Page text:
Monday, October 22, 2018

America's Toxic and Dangerous Alliance with Saudi Arabia


Saudi Arabia has long used its oil wealth to buy American loyalty and to guaranty American politicians' indifference to the evils of the regime.  Indeed, after the 9-11 terror attacks which were committed mostly by Saudi extremists, George W. Bush allowed special flights for Saudis to flee America even as all other flights were grounded.  What was already a toxic and unprincipled alliance has turned truly grotesque under the Trump/Pence regime lead by a man who worships money as his only god notwithstanding the ridiculous lip service given to Christofascist leaders whose only real goal was stacking the U.S. Supreme with far right ideologues.  A column in the New York Times looks at this immoral alliance and the increasing shredding of principle required to  maintain relations with a truly murderous regime.  Here are column excerpts:

The Saudis are experts on emoluments. If you don’t take their favors one way, they find another way to try to co-opt you. 
Hollywood, Silicon Valley, presidential libraries and foundations, politically connected private equity groups, P.R. firms, think tanks, universities and Trump family enterprises are awash in Arab money. The Saudis satisfy American greed, deftly playing their role as dollar signs in robes.

The problem: Transcribe the passage from the post on America's alliance with Saudi Arabia, starting at "Hollywood, Silicon Valley, presidential" and ending at "signs in robes.".

Extracted information:
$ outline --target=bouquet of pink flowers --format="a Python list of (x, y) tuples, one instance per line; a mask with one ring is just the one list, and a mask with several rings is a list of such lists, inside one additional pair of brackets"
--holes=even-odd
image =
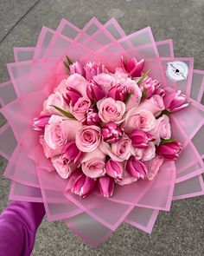
[(14, 56), (0, 84), (10, 200), (42, 202), (97, 246), (124, 221), (150, 233), (172, 200), (204, 194), (204, 71), (171, 40), (63, 19)]
[(109, 197), (115, 184), (151, 181), (164, 159), (178, 158), (168, 115), (188, 106), (180, 90), (166, 92), (150, 70), (141, 76), (143, 59), (126, 63), (122, 56), (114, 73), (100, 62), (67, 60), (67, 78), (34, 121), (45, 156), (67, 179), (66, 191), (85, 198), (97, 185)]

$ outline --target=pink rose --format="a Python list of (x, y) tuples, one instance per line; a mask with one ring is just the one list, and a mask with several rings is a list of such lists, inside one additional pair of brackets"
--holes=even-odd
[(163, 97), (158, 95), (152, 95), (139, 105), (139, 109), (150, 111), (156, 116), (159, 115), (164, 108)]
[(154, 115), (148, 111), (133, 108), (128, 111), (124, 129), (126, 133), (131, 133), (135, 129), (142, 129), (145, 132), (152, 130), (156, 124)]
[(54, 157), (51, 161), (58, 174), (62, 179), (67, 179), (74, 170), (73, 165), (67, 165), (66, 160), (62, 159), (61, 156)]
[(45, 126), (44, 139), (50, 148), (56, 149), (67, 141), (74, 140), (76, 133), (81, 128), (81, 125), (75, 120), (58, 121), (57, 119), (54, 120), (52, 117), (49, 120), (49, 124)]
[(90, 106), (90, 100), (87, 97), (81, 97), (79, 98), (73, 106), (70, 104), (70, 112), (79, 121), (83, 122), (86, 118), (86, 112)]
[(135, 157), (137, 160), (150, 161), (155, 157), (156, 148), (154, 142), (149, 142), (145, 148), (135, 148)]
[(82, 152), (91, 152), (98, 148), (100, 139), (100, 128), (98, 126), (84, 126), (76, 134), (76, 145)]
[(99, 145), (99, 149), (104, 154), (108, 154), (114, 161), (124, 161), (134, 154), (131, 140), (126, 135), (122, 137), (116, 143), (111, 145), (102, 141)]
[(97, 103), (99, 116), (104, 122), (113, 121), (120, 123), (125, 112), (125, 104), (112, 98), (100, 100)]
[(92, 179), (105, 174), (105, 154), (99, 148), (92, 152), (85, 153), (81, 160), (83, 173)]
[(146, 162), (148, 167), (148, 173), (146, 177), (149, 181), (153, 180), (157, 175), (157, 173), (163, 163), (163, 158), (158, 155)]
[(43, 103), (43, 110), (41, 111), (41, 115), (54, 114), (61, 115), (61, 112), (56, 110), (51, 105), (54, 105), (65, 110), (68, 110), (68, 106), (65, 102), (64, 98), (60, 92), (56, 92), (55, 94), (52, 94), (48, 96), (48, 98)]
[(156, 127), (150, 131), (156, 137), (155, 144), (158, 145), (161, 139), (168, 140), (171, 137), (171, 127), (169, 118), (166, 115), (156, 119)]
[(104, 89), (105, 93), (107, 93), (111, 87), (115, 84), (114, 77), (109, 74), (101, 73), (93, 76), (92, 79)]
[(39, 141), (40, 141), (40, 144), (41, 144), (41, 146), (42, 146), (45, 156), (47, 158), (53, 158), (56, 155), (60, 155), (61, 154), (61, 147), (60, 147), (56, 149), (50, 148), (48, 146), (48, 144), (46, 143), (43, 135), (40, 135)]

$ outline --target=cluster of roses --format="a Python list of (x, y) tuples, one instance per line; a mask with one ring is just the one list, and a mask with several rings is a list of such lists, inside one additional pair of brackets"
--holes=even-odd
[(69, 75), (45, 101), (34, 129), (68, 191), (84, 198), (98, 187), (109, 197), (116, 184), (150, 181), (164, 159), (177, 159), (182, 146), (171, 139), (168, 114), (188, 103), (181, 91), (167, 94), (141, 75), (143, 62), (122, 56), (114, 73), (100, 62), (66, 64)]

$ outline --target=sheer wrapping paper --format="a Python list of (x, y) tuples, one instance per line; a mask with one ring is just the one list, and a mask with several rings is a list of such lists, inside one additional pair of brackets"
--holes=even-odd
[[(119, 66), (120, 56), (145, 58), (144, 69), (166, 89), (181, 89), (190, 107), (170, 116), (172, 133), (184, 150), (175, 161), (165, 161), (156, 178), (116, 189), (104, 199), (97, 192), (81, 200), (64, 195), (67, 186), (45, 158), (33, 131), (33, 118), (54, 88), (66, 77), (64, 56), (73, 61), (101, 61), (110, 70)], [(43, 202), (48, 220), (63, 220), (92, 246), (105, 240), (122, 223), (151, 233), (159, 210), (169, 211), (171, 201), (204, 194), (203, 123), (204, 71), (194, 69), (193, 58), (174, 57), (172, 41), (155, 42), (150, 28), (126, 36), (115, 19), (102, 25), (92, 18), (80, 30), (63, 19), (54, 31), (42, 27), (35, 47), (14, 48), (15, 62), (7, 64), (10, 81), (0, 84), (1, 112), (7, 122), (0, 129), (0, 154), (9, 161), (5, 177), (12, 181), (10, 199)], [(110, 62), (112, 60), (112, 62)], [(165, 70), (167, 62), (187, 63), (187, 80), (175, 82)], [(194, 116), (194, 120), (189, 118)]]

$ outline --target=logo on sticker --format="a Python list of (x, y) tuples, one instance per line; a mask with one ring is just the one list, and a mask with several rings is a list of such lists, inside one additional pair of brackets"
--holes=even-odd
[(181, 61), (167, 62), (167, 76), (173, 81), (186, 80), (188, 75), (188, 65)]

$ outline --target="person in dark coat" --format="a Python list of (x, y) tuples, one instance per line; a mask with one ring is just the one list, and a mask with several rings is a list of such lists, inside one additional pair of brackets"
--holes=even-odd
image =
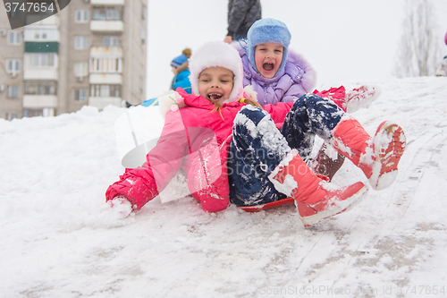
[(261, 19), (260, 0), (228, 1), (228, 33), (224, 41), (232, 43), (247, 38), (251, 25)]

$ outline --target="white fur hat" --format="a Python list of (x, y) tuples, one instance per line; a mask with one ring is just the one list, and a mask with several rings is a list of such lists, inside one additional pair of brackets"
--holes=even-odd
[(190, 81), (191, 81), (192, 93), (199, 96), (198, 76), (208, 67), (224, 67), (234, 74), (234, 86), (228, 98), (224, 102), (232, 102), (243, 97), (243, 69), (242, 61), (238, 51), (224, 41), (210, 41), (194, 51), (190, 59)]

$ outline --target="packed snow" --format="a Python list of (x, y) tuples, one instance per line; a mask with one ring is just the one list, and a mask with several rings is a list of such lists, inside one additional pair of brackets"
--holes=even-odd
[[(382, 94), (352, 115), (371, 134), (384, 120), (403, 127), (399, 175), (310, 228), (292, 204), (210, 214), (175, 187), (171, 200), (114, 217), (105, 192), (135, 147), (115, 123), (144, 111), (138, 143), (156, 139), (157, 107), (0, 120), (0, 296), (447, 296), (447, 78), (346, 87), (366, 83)], [(358, 180), (347, 160), (333, 182)]]

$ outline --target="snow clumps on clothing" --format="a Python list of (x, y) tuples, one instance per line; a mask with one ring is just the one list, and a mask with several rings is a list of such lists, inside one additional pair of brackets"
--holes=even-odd
[(256, 68), (255, 64), (255, 47), (257, 45), (274, 42), (284, 47), (284, 53), (283, 54), (283, 62), (280, 68), (274, 76), (283, 71), (287, 61), (287, 54), (289, 52), (289, 45), (291, 44), (291, 35), (287, 29), (287, 26), (281, 21), (275, 19), (261, 19), (253, 25), (251, 25), (247, 34), (248, 47), (247, 55), (249, 61)]
[(224, 102), (233, 102), (243, 97), (242, 86), (242, 62), (238, 51), (224, 41), (210, 41), (198, 48), (191, 55), (190, 61), (190, 71), (191, 74), (192, 93), (199, 96), (198, 76), (206, 68), (224, 67), (232, 72), (234, 74), (234, 85), (228, 98)]

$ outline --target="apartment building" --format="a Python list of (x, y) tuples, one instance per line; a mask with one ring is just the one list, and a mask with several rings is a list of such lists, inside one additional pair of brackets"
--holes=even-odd
[(0, 5), (0, 117), (143, 102), (147, 5), (147, 0), (71, 1), (58, 13), (15, 30)]

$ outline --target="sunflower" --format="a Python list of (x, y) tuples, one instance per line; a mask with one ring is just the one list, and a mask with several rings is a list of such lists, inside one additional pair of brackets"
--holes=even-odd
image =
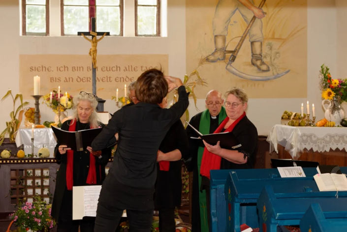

Task solution:
Hollywood, Silicon Valley, presidential libraries and foundations, politically connected private equity groups, P.R. firms, think tanks, universities and Trump family enterprises are awash in Arab money. The Saudis satisfy American greed, deftly playing their role as dollar signs in robes.